■ REQUIRED WORK: In the news report below on the Chicago protests over the Laquan McDonald shooting, reproduce word for word the portion that begins with the words containing "Activists who have" and ends with "calm things down.".

■ SUPPLIED PASSAGE:
^^^^

CHICAGO (CBS) -- Protesters who have been calling for Mayor Rahm Emanuel to resign ever since video of the fatal police shooting of 17-year-old Laquan McDonald was made public were not moved by the mayor's apology Wednesday in a speech to the City Council.
Activists who have been protesting the McDonald shooting and other examples of alleged police misconduct clearly were not impressed with the mayor's speech, in which he took responsibility for the McDonald shooting, and how the prolonged investigation and the city's efforts to keep the video under wraps undermined public trust.
"I am the mayor. As I said the other day, I own it. I take responsibility for what happened, because it happened on my watch, and if we're going to fix it, I want you to understand it's my responsibility with you, but if we're also going to begin the healing process, the first step is my step, and I'm sorry," Emanuel said.
Several protesters stood just outside the City Council chamber as Emanuel was speaking, and at one point, a bit of chaos erupted as some protesters began shoving each other, before others stepped in to calm things down.
One local minister said he's not convinced the mayor will bring any real change to the Chicago Police Department.
"We just witnessed the mayor basically put a Band-Aid on a gunshot wound," said Bishop James Dukes, pastor of Liberation Christian Center in Englewood. "I think it was politically driven. I think he had to give a distinctive apology, at least say he was sorry, but the intent that was involved in it, I don't think is there."
Later around noon, hundreds of protesters met at Daley Plaza and began marching though the Loop and down Michigan Avenue through the Gold Coast, blocking intersections and causing traffic backups. They continued to march north to State and North in Lincoln Park, where police lined up to block access to the park. The protesters then marched south and dispersed.
CBS 2's Vince Gerasole reports the afternoon protests were mostly peaceful, but early on it could have taken a different turn.

^^^^

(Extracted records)
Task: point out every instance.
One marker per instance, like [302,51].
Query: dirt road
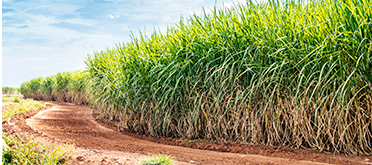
[74,124]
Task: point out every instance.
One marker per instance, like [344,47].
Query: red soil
[70,123]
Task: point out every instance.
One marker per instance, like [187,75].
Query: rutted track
[71,123]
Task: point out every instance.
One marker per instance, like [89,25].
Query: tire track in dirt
[71,123]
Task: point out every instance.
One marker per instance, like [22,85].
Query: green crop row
[289,73]
[10,90]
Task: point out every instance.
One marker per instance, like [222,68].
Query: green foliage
[10,90]
[11,98]
[30,152]
[158,160]
[23,106]
[295,73]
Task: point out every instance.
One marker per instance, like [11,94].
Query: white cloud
[110,16]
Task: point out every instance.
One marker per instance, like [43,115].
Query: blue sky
[41,38]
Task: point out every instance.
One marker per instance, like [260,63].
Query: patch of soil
[69,123]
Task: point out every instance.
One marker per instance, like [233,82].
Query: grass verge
[159,159]
[20,149]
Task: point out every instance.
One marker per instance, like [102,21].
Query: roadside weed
[159,159]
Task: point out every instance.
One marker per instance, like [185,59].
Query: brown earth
[96,144]
[5,106]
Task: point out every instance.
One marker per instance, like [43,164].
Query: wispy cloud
[58,35]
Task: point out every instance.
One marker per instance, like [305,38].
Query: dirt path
[74,124]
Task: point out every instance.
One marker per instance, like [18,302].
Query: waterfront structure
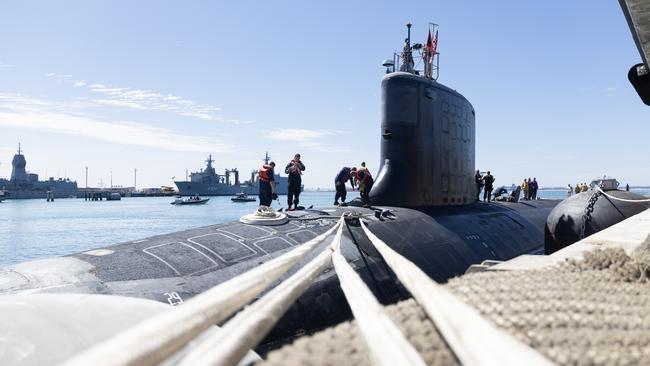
[24,184]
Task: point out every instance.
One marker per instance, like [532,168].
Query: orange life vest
[265,173]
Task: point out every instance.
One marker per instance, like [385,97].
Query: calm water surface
[32,229]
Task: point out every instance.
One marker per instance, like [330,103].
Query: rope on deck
[386,344]
[155,339]
[473,339]
[243,332]
[621,199]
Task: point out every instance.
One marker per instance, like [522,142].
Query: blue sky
[158,85]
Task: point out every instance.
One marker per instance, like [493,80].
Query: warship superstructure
[24,184]
[208,182]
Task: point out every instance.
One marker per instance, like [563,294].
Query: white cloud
[33,114]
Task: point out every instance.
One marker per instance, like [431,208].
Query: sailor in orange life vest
[294,169]
[365,181]
[267,184]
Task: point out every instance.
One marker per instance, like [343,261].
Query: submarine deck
[449,239]
[586,304]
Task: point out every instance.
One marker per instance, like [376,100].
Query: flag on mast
[430,43]
[435,42]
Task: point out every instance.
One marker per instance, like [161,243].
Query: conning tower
[18,164]
[427,136]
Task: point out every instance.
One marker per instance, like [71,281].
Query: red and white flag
[435,42]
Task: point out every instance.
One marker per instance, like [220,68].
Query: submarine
[422,204]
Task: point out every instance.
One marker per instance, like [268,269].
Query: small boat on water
[194,200]
[242,197]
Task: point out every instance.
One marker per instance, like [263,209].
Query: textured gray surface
[637,13]
[595,311]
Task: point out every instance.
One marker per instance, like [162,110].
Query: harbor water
[34,229]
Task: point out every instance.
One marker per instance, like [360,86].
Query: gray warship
[24,184]
[208,182]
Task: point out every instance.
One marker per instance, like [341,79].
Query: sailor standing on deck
[478,179]
[346,174]
[365,181]
[489,181]
[294,169]
[267,184]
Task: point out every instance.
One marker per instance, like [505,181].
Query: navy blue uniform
[294,170]
[266,193]
[339,182]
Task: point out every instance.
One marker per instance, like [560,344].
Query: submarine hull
[171,268]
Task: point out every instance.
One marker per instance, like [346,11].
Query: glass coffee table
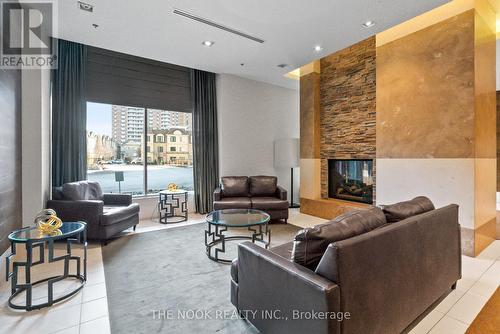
[32,238]
[218,222]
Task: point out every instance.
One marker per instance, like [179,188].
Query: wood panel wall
[10,154]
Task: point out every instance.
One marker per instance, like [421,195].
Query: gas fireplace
[351,180]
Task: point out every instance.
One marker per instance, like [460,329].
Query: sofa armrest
[217,194]
[281,193]
[117,199]
[269,282]
[87,211]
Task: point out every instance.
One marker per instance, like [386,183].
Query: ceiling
[290,28]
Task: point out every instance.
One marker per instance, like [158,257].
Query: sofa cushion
[234,186]
[82,190]
[269,203]
[263,185]
[403,210]
[116,214]
[284,250]
[233,203]
[310,244]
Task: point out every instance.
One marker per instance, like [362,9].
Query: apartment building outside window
[115,142]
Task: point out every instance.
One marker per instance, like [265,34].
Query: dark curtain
[205,139]
[69,115]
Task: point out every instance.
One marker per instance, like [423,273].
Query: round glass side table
[255,221]
[32,238]
[172,206]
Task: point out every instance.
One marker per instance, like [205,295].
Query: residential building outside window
[115,142]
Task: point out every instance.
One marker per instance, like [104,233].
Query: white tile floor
[87,312]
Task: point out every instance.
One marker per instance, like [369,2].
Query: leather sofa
[382,274]
[105,214]
[254,192]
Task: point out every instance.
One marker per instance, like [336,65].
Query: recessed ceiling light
[86,6]
[368,24]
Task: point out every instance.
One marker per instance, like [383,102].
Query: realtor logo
[27,30]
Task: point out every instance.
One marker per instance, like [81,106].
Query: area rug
[162,282]
[488,319]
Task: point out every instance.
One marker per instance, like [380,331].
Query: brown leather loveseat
[254,192]
[368,271]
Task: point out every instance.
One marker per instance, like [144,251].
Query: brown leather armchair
[254,192]
[105,214]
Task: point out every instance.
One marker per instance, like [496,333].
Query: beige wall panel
[485,191]
[310,116]
[485,80]
[310,178]
[425,92]
[444,181]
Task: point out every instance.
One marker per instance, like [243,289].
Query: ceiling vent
[217,25]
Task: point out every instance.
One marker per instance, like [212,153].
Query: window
[115,142]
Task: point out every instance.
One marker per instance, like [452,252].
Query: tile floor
[87,312]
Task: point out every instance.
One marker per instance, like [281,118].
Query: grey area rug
[168,271]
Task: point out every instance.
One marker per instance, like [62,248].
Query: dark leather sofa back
[234,186]
[310,243]
[403,210]
[81,191]
[263,185]
[391,275]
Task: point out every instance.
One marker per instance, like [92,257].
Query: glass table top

^^^^

■ WRITTEN RESPONSE:
Activists who have been protesting the McDonald shooting and other examples of alleged police misconduct clearly were not impressed with the mayor's speech, in which he took responsibility for the McDonald shooting, and how the prolonged investigation and the city's efforts to keep the video under wraps undermined public trust.
"I am the mayor. As I said the other day, I own it. I take responsibility for what happened, because it happened on my watch, and if we're going to fix it, I want you to understand it's my responsibility with you, but if we're also going to begin the healing process, the first step is my step, and I'm sorry," Emanuel said.
Several protesters stood just outside the City Council chamber as Emanuel was speaking, and at one point, a bit of chaos erupted as some protesters began shoving each other, before others stepped in to calm things down.